- _What you are asked to do_: Reproduce the records verbatim from their first line through the line containing "top-left (368, 82), bottom-right (450, 129)", including that line.

— BEGIN Provided entries —

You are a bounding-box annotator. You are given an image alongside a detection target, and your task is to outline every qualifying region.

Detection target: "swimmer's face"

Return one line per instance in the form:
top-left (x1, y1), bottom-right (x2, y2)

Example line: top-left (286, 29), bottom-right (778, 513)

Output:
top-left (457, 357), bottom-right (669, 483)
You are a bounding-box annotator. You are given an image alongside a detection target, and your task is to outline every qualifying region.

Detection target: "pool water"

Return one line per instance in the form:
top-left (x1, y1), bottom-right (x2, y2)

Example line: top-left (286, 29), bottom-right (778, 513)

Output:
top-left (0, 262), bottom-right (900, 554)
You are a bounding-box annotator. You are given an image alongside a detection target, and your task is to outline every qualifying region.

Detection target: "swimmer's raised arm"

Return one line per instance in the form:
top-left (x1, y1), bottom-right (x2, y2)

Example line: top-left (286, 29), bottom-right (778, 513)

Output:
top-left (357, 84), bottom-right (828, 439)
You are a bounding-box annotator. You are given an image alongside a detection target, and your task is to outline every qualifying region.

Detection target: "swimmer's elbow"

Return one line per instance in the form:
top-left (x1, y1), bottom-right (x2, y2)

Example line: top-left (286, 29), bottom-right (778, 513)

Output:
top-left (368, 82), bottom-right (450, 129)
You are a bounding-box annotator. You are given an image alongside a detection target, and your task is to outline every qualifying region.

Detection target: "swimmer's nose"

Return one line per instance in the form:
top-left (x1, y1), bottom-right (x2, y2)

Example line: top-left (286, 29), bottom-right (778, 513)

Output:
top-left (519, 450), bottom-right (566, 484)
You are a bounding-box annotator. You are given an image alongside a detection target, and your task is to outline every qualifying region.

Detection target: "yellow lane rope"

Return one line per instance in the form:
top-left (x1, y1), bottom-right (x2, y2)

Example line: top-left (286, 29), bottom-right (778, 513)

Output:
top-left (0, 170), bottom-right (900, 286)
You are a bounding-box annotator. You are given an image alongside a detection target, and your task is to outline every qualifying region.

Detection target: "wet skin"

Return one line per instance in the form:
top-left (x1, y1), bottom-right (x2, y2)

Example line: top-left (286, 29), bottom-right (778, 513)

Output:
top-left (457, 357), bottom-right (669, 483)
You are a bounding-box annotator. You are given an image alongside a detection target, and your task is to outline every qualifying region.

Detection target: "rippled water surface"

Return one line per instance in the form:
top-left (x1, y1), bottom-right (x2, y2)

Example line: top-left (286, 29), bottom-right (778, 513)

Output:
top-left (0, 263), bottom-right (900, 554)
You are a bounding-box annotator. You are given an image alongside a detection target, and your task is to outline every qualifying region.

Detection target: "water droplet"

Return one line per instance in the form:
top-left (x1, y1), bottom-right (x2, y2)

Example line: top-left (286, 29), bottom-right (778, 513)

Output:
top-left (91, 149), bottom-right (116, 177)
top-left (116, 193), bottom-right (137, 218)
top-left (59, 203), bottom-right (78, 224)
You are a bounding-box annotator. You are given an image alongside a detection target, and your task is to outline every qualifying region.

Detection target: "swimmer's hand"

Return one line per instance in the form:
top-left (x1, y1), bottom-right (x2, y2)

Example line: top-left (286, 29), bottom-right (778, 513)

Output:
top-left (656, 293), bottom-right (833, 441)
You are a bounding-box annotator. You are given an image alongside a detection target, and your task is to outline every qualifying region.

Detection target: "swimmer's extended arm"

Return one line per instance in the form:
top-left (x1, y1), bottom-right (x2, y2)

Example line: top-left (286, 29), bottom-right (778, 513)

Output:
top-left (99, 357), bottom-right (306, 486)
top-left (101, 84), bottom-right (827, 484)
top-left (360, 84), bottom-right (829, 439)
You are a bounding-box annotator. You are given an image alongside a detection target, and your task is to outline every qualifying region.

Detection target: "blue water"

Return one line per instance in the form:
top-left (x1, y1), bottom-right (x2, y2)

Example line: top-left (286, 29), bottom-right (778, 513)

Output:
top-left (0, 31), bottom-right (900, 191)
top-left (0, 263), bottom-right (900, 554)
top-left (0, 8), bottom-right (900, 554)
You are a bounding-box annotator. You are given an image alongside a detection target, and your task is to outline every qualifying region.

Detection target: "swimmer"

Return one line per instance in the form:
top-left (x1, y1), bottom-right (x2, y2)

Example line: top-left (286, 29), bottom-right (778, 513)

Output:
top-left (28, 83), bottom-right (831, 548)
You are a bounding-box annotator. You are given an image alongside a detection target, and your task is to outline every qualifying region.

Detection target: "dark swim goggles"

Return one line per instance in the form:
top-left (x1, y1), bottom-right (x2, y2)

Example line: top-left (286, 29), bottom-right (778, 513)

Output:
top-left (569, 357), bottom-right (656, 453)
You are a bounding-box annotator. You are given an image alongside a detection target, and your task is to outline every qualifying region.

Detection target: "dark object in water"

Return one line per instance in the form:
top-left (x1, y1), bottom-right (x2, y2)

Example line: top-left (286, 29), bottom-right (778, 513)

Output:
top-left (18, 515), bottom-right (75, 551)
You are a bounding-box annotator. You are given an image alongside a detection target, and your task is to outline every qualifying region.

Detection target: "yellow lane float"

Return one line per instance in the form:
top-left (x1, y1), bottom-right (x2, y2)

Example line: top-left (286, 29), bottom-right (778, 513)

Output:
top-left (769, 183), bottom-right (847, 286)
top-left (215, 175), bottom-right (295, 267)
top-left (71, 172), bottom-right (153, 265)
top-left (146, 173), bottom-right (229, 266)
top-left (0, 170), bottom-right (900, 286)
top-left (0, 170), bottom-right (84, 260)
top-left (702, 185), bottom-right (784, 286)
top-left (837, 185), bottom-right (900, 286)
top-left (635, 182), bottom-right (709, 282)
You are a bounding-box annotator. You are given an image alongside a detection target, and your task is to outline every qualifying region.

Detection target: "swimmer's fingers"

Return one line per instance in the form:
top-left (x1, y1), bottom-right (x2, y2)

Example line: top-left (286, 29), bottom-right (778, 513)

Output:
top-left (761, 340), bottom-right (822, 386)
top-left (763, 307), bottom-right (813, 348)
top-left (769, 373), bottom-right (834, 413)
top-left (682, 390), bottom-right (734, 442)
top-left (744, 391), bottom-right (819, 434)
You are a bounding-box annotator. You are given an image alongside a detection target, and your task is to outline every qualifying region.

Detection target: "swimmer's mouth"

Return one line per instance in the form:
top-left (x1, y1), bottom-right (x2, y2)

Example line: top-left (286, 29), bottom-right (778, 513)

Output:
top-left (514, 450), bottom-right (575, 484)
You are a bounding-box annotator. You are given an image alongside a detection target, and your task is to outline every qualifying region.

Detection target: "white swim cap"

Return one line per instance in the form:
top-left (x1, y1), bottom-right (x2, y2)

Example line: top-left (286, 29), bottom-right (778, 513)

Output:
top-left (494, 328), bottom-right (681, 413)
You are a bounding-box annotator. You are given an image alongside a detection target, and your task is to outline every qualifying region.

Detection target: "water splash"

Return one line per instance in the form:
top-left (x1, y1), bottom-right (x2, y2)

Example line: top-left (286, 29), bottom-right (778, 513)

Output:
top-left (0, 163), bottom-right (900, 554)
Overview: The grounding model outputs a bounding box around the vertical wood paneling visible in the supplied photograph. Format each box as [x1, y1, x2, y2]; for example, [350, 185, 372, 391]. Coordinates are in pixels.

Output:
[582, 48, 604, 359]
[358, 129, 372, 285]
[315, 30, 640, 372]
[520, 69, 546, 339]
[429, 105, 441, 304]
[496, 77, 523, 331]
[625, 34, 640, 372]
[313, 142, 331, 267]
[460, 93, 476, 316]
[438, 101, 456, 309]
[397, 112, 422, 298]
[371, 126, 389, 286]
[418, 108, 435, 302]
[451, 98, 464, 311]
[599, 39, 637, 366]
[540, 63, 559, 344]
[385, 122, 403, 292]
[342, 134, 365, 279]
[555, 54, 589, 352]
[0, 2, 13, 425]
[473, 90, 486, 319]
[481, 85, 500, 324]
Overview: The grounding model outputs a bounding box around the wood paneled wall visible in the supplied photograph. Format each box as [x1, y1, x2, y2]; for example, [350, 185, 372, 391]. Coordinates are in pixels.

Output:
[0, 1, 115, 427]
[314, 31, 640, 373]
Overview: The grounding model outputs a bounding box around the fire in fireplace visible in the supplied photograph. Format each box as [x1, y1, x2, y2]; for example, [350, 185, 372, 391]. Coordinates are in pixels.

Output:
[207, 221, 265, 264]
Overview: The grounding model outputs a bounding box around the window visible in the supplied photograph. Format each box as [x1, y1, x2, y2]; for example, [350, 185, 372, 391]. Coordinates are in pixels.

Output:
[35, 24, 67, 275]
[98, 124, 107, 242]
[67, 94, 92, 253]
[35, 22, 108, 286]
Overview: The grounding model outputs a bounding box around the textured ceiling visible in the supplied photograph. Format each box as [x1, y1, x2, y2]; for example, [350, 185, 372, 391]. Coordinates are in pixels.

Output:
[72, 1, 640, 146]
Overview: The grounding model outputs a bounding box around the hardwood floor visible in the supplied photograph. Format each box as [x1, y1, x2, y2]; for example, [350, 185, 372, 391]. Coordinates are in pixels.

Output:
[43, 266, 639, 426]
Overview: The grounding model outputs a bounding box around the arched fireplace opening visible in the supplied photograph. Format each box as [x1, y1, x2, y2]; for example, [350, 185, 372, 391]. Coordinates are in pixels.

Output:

— END Provided entries —

- _Task answer_:
You are a bounding-box annotator. You are given an image alongside a detection target, and your task is to outline every qualifying region.

Detection target: "swimmer's face"

Return one line per instance in the form:
top-left (x1, y1), bottom-right (x2, y2)

Example line: top-left (286, 29), bottom-right (778, 513)

Output:
top-left (457, 357), bottom-right (669, 483)
You are a bounding-box annotator. You are given an image alongside a detection target, and your task is to outline every qualifying region.

Detection target: "pool water"

Return one line per instance in the form:
top-left (x1, y1), bottom-right (x2, y2)

Example line: top-left (286, 29), bottom-right (778, 513)

Output:
top-left (0, 262), bottom-right (900, 554)
You are a bounding-box annotator. You are given an image alongside a detection target, and your task is to outline every qualifying region.

Detection target: "swimmer's raised arm"

Return one line per instance in the form:
top-left (x1, y1), bottom-right (x2, y2)

Example line: top-left (286, 29), bottom-right (778, 513)

Output:
top-left (357, 84), bottom-right (828, 439)
You are a bounding-box annotator. You are given an image alongside a detection target, and your task is to outline every qualifying region.

Detection target: "swimmer's elbow"

Return one line per instance in the form:
top-left (x1, y1), bottom-right (x2, y2)

Example line: top-left (286, 29), bottom-right (778, 513)

Output:
top-left (368, 82), bottom-right (450, 129)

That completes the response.